Start of Information given
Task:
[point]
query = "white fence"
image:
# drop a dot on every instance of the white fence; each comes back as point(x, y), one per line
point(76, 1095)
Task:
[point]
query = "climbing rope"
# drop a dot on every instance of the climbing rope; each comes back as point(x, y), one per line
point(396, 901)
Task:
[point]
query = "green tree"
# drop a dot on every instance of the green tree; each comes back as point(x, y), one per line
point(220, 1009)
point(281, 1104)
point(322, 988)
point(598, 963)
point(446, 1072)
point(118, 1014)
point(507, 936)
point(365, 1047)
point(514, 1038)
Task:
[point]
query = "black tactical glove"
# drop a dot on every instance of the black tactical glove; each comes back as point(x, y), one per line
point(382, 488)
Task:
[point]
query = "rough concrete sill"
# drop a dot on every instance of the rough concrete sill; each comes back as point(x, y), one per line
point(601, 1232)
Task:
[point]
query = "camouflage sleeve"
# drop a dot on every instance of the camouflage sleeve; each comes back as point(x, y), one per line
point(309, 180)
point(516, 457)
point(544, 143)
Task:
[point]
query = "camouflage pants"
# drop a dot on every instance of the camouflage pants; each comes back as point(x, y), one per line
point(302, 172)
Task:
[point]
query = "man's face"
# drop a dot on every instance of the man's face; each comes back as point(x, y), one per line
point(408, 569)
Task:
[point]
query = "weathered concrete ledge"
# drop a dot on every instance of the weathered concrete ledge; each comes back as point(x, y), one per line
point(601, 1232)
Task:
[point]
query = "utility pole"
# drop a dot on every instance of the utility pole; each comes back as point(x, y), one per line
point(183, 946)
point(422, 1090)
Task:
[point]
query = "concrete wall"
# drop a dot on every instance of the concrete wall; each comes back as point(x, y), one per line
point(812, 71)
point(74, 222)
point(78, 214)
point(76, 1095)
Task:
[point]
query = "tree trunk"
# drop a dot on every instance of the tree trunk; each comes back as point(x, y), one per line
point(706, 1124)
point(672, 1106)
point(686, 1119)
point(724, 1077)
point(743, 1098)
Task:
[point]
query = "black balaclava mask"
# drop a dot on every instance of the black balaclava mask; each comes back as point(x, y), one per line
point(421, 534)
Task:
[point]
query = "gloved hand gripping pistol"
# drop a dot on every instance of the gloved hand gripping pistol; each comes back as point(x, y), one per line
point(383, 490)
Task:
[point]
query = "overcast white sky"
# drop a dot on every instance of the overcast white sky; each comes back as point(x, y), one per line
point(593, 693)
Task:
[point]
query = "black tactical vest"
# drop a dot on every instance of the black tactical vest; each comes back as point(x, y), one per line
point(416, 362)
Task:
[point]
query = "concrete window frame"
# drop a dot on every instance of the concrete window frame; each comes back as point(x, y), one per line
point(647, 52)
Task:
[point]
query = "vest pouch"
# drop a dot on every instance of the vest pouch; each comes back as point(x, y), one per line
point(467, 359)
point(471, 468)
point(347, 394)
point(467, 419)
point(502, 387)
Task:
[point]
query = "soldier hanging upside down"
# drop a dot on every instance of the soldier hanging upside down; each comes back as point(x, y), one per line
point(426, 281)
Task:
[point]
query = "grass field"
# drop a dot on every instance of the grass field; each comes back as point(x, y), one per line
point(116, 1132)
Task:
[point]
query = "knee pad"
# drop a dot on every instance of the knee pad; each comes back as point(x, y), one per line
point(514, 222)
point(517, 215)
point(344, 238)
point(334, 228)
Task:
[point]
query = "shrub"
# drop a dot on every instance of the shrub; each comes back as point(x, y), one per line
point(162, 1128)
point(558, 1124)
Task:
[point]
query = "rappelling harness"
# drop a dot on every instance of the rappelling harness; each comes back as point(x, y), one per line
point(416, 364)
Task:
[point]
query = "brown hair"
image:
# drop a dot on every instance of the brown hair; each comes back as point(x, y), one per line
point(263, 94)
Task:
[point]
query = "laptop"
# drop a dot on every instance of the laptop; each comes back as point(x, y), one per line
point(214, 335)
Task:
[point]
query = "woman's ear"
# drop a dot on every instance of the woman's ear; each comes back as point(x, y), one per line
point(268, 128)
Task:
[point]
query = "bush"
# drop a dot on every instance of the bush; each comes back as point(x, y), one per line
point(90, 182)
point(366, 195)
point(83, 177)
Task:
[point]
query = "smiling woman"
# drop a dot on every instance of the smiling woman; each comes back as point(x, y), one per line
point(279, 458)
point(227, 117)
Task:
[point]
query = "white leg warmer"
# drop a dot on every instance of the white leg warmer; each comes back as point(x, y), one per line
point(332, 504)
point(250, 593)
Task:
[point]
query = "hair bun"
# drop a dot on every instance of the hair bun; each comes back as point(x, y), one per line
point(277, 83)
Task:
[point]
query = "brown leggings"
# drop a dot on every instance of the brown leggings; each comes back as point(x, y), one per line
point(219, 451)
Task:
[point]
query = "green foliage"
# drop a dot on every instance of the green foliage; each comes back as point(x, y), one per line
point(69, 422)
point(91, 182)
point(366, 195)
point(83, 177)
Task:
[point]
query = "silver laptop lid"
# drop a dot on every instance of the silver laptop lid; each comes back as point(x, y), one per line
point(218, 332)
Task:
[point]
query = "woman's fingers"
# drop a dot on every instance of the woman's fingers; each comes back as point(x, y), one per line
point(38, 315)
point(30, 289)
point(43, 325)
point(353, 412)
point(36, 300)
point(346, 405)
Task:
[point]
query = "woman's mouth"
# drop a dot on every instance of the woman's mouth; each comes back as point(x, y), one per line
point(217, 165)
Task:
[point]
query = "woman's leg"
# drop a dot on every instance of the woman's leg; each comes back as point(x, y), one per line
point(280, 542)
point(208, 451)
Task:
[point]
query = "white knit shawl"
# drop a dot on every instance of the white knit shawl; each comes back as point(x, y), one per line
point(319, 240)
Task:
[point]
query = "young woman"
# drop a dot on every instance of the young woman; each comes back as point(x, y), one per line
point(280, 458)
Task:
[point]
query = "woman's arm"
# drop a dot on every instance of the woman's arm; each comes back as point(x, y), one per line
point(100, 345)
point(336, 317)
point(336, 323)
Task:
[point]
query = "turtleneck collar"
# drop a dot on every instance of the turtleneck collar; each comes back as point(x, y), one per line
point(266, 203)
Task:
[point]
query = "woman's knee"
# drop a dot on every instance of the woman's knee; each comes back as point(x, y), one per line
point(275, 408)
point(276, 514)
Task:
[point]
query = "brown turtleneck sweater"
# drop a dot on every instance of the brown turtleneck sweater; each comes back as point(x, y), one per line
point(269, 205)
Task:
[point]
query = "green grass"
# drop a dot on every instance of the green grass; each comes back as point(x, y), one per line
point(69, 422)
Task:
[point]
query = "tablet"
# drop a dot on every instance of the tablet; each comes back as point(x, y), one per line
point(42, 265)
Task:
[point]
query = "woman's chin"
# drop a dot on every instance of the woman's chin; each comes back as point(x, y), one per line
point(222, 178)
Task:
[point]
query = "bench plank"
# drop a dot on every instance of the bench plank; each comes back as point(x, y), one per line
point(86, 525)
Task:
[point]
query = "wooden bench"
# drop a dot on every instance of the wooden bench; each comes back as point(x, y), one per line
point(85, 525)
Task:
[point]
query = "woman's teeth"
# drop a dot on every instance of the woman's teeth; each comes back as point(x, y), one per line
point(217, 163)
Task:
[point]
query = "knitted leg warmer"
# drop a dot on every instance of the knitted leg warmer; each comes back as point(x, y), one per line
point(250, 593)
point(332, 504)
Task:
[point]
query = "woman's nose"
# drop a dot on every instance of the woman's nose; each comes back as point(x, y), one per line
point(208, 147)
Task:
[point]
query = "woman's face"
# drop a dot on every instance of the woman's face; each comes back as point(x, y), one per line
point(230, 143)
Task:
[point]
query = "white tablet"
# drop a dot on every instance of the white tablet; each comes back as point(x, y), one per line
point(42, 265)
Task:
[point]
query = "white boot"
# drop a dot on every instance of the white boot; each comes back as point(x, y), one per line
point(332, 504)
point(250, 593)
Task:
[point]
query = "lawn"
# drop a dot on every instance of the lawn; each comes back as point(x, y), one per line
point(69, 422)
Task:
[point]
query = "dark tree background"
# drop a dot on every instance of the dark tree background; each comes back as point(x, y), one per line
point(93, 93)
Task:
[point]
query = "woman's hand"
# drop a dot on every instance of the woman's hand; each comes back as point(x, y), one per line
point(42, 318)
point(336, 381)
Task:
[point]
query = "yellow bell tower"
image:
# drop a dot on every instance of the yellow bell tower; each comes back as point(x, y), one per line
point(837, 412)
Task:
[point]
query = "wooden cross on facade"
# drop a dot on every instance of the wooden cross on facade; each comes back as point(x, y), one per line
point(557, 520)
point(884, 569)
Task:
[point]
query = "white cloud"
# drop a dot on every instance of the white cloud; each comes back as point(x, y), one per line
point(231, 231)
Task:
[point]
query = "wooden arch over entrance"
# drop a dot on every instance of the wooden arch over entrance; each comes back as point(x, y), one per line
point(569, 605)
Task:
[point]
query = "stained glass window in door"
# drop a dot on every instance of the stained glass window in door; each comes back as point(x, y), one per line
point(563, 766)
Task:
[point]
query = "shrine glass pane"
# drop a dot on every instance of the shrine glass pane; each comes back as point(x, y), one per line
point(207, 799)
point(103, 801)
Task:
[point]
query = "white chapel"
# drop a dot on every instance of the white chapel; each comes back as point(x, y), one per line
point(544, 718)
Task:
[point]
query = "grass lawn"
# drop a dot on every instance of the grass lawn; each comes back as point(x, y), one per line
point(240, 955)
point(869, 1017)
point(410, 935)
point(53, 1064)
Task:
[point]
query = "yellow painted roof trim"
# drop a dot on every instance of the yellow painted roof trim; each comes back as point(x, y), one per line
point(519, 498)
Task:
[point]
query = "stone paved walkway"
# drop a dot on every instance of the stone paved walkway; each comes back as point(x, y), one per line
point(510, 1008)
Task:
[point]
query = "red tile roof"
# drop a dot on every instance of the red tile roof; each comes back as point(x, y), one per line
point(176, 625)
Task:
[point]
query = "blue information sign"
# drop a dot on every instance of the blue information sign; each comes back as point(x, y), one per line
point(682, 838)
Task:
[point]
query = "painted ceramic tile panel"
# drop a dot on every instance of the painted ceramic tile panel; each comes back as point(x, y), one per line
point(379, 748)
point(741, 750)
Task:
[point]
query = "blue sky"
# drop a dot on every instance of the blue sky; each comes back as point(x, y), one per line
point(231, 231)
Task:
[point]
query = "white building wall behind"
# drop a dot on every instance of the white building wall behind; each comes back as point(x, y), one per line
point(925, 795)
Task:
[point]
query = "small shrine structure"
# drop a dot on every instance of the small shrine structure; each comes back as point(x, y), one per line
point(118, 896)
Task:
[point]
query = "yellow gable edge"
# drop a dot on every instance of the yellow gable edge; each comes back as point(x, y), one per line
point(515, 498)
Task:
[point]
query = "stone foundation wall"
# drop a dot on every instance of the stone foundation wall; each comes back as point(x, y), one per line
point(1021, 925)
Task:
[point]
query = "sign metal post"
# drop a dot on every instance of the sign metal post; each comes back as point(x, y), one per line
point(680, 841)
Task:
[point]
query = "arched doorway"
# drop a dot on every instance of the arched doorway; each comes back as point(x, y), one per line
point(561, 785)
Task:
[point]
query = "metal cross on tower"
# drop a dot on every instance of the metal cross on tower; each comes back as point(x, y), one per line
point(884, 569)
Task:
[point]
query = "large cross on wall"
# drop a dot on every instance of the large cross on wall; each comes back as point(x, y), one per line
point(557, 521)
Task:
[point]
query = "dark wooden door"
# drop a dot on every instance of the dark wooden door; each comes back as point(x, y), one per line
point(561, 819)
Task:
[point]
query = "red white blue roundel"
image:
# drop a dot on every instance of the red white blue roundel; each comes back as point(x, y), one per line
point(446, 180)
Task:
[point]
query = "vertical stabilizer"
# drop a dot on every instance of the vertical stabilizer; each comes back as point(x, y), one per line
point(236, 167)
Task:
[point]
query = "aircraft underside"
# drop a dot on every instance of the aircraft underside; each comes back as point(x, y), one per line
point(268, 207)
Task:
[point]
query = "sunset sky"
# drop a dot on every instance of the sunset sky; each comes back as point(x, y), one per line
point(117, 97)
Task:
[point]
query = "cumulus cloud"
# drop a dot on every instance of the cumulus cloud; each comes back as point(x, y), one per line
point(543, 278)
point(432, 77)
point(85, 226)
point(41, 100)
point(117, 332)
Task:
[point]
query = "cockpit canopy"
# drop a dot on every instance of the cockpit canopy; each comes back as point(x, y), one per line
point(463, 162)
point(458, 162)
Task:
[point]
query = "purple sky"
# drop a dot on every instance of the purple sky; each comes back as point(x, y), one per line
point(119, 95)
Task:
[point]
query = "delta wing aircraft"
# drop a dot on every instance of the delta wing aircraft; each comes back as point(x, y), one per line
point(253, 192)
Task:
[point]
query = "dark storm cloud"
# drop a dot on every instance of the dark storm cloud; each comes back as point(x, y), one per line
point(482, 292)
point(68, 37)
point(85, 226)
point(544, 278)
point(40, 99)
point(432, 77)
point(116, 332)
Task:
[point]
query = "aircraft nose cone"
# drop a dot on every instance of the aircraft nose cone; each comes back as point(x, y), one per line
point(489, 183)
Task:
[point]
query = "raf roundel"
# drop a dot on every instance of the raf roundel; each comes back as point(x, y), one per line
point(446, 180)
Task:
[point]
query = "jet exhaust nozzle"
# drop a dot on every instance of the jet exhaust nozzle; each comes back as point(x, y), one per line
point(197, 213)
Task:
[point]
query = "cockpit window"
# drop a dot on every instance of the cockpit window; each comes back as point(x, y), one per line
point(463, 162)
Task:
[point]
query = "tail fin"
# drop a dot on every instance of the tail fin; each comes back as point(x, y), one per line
End of Information given
* [What you should do]
Retype the listing above word for word, starting at its very first line and stopping after the line that contains "point(514, 1038)".

* [Output of the exercise]
Task:
[point]
query = "white fence"
image:
# drop a dot on every instance of the white fence; each comes back as point(x, y), one per line
point(76, 1095)
Task:
[point]
query = "climbing rope"
# drop a dot on every instance of the climbing rope; each comes back as point(x, y), one per line
point(396, 901)
Task:
[point]
query = "green tree"
# drop a dot on every instance of the green tree; each comes back as point(x, y), one per line
point(220, 1009)
point(281, 1104)
point(322, 988)
point(598, 963)
point(446, 1072)
point(118, 1014)
point(507, 936)
point(365, 1047)
point(514, 1038)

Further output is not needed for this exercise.